* [Extract provided]
=== Section Start ===

The Bank of England kept interest rates unchanged at its meeting today at 0.10%, following in the footsteps of the US Fed. The BoE was pessimistic about a possible tightening of monetary policy in the future and it also kept the asset purchase program unchanged at 895 billion pounds.
With the high bond yields and the expectations that inflation will rise, the possibility of central banks tightening their monetary policy is closer than the markets expected. According to the Monetary Policy Committee, there is no intention to change its current policy until there is clear evidence of significant progress in eliminating excess production capacity, and achieving the inflation target of 2% in a sustainable manner. The committee expects inflation to return to its target in the spring as a result of the rise in energy prices.
The British economy suffered from the largest contraction in more than 300 years during 2020, and the government in the United Kingdom made promises of more financial support of about 407 billion pounds in the short term.

=== Section End ===

* [What to do]
Write a continuation of the Bank of England interest rate article, starting after its final sentence.

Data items
=== Section Start ===

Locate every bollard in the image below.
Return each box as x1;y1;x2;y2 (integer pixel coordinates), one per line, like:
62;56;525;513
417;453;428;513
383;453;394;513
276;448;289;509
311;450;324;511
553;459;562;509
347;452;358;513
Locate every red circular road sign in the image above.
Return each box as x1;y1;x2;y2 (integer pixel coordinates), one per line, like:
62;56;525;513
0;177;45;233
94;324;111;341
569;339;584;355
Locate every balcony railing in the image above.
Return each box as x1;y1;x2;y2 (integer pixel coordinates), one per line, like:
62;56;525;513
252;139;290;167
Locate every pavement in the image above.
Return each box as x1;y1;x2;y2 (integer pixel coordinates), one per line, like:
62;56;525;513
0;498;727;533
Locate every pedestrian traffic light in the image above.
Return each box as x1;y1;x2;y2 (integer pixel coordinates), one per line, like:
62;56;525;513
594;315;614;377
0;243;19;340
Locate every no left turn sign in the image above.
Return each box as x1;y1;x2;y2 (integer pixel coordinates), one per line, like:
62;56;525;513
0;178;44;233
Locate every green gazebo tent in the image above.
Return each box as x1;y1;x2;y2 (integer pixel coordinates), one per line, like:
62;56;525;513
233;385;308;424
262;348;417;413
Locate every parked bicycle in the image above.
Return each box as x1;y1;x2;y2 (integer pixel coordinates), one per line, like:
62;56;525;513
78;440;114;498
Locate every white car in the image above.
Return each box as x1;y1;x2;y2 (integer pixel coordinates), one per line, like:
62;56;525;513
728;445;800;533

=== Section End ===
=== Section Start ===

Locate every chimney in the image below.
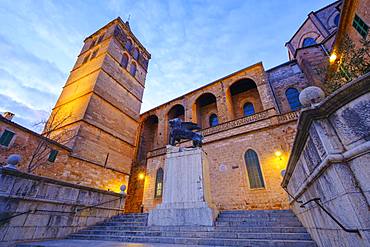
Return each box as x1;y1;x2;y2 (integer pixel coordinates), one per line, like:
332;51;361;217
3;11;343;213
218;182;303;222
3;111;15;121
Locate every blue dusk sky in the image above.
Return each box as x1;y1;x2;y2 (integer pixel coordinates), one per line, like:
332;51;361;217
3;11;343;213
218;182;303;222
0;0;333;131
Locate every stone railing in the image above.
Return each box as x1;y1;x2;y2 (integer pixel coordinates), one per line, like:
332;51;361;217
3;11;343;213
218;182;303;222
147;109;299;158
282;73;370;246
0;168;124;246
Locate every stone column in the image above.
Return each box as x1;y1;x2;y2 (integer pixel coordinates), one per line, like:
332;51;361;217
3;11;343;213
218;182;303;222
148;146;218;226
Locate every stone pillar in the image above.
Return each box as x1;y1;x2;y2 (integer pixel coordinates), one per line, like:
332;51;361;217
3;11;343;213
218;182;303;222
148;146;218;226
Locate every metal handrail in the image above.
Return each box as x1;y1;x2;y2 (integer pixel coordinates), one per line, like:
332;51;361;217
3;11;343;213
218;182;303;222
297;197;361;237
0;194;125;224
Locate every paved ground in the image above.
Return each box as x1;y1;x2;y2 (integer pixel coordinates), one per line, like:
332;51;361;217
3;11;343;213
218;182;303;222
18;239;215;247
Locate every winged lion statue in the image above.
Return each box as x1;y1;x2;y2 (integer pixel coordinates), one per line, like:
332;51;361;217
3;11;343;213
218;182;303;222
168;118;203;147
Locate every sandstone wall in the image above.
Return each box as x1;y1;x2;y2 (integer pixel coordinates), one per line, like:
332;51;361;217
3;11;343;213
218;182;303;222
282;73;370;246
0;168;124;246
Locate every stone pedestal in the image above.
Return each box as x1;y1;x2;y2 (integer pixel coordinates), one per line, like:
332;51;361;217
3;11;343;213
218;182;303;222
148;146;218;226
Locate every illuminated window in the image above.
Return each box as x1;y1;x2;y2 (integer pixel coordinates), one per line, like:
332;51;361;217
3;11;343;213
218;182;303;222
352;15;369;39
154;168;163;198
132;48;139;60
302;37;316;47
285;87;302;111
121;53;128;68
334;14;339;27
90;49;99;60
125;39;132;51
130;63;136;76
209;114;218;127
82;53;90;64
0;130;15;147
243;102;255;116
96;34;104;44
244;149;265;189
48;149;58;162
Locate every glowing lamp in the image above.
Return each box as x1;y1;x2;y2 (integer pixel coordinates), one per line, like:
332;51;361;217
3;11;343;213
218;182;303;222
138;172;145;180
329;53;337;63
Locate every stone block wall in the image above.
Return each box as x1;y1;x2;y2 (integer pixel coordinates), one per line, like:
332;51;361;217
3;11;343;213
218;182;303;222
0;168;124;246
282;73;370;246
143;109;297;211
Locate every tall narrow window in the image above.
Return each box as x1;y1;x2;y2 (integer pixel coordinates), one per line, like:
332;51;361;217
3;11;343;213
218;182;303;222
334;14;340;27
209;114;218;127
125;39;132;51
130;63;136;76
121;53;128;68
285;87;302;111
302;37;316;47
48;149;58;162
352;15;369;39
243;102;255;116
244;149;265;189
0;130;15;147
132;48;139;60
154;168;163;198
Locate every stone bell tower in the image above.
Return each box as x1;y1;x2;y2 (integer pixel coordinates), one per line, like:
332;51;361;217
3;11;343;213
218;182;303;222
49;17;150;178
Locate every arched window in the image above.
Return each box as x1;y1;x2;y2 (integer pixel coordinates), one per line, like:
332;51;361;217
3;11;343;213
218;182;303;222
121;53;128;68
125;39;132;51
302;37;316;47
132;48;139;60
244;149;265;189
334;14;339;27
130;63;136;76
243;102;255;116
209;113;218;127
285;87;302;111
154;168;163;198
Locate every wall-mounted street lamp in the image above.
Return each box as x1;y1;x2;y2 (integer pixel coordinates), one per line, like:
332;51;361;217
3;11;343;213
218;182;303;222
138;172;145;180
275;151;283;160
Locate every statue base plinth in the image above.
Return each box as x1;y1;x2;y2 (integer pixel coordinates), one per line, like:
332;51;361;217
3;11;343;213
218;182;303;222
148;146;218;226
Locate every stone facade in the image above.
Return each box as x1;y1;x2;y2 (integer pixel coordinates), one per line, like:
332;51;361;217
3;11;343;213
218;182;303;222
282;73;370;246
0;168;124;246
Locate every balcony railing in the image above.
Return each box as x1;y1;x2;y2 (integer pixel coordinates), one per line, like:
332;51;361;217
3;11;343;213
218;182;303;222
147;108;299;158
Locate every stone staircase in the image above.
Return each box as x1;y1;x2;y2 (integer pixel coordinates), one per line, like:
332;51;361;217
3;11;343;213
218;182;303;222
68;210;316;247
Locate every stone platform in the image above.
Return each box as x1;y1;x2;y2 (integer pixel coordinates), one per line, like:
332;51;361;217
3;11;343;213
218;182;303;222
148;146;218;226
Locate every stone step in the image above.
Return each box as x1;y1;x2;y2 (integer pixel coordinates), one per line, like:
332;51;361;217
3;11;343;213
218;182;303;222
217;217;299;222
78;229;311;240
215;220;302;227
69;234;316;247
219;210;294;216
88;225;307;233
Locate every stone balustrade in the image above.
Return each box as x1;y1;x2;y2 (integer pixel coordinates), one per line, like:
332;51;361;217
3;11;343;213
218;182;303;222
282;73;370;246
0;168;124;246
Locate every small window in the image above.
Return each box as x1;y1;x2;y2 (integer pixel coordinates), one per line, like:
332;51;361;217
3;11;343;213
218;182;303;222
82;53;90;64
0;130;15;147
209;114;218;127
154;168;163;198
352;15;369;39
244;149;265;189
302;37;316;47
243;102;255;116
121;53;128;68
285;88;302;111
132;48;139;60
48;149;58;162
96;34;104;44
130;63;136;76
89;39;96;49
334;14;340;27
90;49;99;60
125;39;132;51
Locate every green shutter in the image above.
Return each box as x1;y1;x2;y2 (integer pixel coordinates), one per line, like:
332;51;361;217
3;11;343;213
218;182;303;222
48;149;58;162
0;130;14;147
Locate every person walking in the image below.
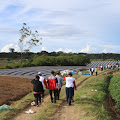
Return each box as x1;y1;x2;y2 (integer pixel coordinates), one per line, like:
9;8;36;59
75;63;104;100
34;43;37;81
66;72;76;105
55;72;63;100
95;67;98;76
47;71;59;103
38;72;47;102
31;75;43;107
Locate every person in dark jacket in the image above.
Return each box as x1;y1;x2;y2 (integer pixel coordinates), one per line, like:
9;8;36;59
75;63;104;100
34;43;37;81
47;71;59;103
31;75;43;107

=== Section End ===

* [Result below]
So far, more than 24 million people have received at least one dose of the vaccine, and great progress is being made in the distribution of vaccines, however BoE forecasts for economic recovery are still unclear.
The pound fell against the dollar following the central bank’s decision, which is a sign that it is keeping its monetary policy unchanged and that it is in no hurry to tighten it. the pair is currently trading around 1.3920, and since the beginning of March, the pound sterling has been confined to trading between 1.38-1.40, and a breach of any of those levels will drive a noticeable move for the pound in either direction.